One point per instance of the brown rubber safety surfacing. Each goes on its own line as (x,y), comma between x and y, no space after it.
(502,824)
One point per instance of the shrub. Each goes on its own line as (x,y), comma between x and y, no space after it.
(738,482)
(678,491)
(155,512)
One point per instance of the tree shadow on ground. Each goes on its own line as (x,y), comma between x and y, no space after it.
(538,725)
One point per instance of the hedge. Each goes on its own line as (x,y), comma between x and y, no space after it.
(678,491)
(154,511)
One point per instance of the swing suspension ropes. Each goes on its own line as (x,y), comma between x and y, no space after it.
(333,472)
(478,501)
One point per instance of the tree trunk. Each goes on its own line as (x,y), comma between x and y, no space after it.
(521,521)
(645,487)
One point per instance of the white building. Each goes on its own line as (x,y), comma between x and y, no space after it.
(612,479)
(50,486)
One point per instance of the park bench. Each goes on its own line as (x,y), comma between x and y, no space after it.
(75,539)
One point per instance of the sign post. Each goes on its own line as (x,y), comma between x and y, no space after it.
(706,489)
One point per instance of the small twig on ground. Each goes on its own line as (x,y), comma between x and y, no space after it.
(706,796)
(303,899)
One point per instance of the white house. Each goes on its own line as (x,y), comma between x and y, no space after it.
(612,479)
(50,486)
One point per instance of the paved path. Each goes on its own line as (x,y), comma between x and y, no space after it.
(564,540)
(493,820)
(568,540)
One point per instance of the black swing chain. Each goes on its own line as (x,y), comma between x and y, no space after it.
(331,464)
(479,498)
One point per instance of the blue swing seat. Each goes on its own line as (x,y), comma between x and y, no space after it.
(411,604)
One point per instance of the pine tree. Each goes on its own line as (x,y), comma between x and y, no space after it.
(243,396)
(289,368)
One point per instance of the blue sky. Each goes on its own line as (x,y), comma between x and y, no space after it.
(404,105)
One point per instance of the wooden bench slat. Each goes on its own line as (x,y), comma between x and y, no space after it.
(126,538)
###
**EXERCISE:** Copy exactly the line that contains "One point per instance of the paved" and every line after it, up to and including the last line of the records.

**SOLUTION TO THIS PROBLEM:**
One point per instance of the paved path. Each goes on its own line as (x,y), comma between x and y, no space after it.
(564,540)
(493,820)
(568,540)
One point per instance of the black swing chain. Each goes on its own line as (x,y), comma between x and y, no space after it.
(331,464)
(479,498)
One point per instance of the blue swing seat. Each goes on its own line as (x,y), comma between x and y, no space after it.
(411,604)
One point per instance of the pine tree. Each goes on its own line as (x,y), comma between x and y, no space after it.
(243,396)
(289,368)
One point per instance of the blue sky. Each goes on its own line as (x,y), comma between x and y, no space after it.
(404,105)
One point per instance of the wooden bench slat. Each goes on its own line as (x,y), comma between x and y, no space after it.
(126,538)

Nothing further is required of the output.